### [EXERCISE PROMPT]
In the passage below on the artist graph model, how is the random feature vector for each artist created, and how is it handled during training and testing?

### [PASSAGE TO READ]
================================

Using two different types of content features gives us the opportunity to evaluate the utility of our graph model under different circumstances, or more precisely, features of different quality and signal-to-noise ratio. The low-level audio-based features available in the OLGA dataset are undoubtedly noisier and less specific than the high-level musical descriptors manually annotated by experts, which are available in the proprietary dataset. Experimenting with both permits us to gauge the effect of using the graph topology for different data representations.

In addition, we also train models with random vectors as features. For each artist, we uniformly sample a random vector of the same dimension as the real features, and keep it constant throughout training and testing. This way, we can differentiate between the performance of the real features and the performance of using the graph topology in the model: the results of a model with no graph convolutions is only due to the features, while the results of a model with graph convolutions but random features is only due to the use of the graph topology.

5.3 Evaluation Data

As described in Section 4, we partition artists into a training, validation and test set. When evaluating on the validation or test sets, we only consider artists from these sets as candidates and potential true positives. Specifically, let V_eval be the set of evaluation artists; we only compute embeddings for these, and retrieve nearest neighbors from this set, and only consider ground truth similarity connections within V_eval.

This notion is more nuanced in the case of GNNs. Here, we want to exploit the known artist graph topology (i.e.,which artists are connected to each other) when computing the embeddings. To this end, we use all connections between artists in V_train(the training set) and connections between artists in V_train and V_eval. This process is outlined in Figure 3.

================================

### [DATA SECTION]
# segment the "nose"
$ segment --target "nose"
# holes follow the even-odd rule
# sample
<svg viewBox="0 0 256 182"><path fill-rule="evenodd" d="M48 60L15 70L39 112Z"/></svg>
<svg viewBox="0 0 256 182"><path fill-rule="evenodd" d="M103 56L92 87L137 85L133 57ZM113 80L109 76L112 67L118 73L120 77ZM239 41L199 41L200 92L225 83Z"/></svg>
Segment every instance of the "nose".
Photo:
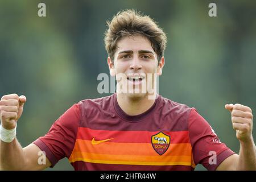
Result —
<svg viewBox="0 0 256 182"><path fill-rule="evenodd" d="M134 57L132 60L131 65L130 65L130 69L133 69L134 71L136 71L137 70L141 69L142 68L142 66L139 62L139 60Z"/></svg>

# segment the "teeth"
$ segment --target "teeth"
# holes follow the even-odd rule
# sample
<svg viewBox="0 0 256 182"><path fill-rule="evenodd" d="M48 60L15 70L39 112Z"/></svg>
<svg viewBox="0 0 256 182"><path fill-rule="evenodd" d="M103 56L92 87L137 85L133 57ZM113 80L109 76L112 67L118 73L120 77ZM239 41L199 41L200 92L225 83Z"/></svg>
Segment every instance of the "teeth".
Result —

================================

### [CORRECT ANSWER]
It is uniformly sampled with the same dimension as the real features and kept constant throughout training and testing.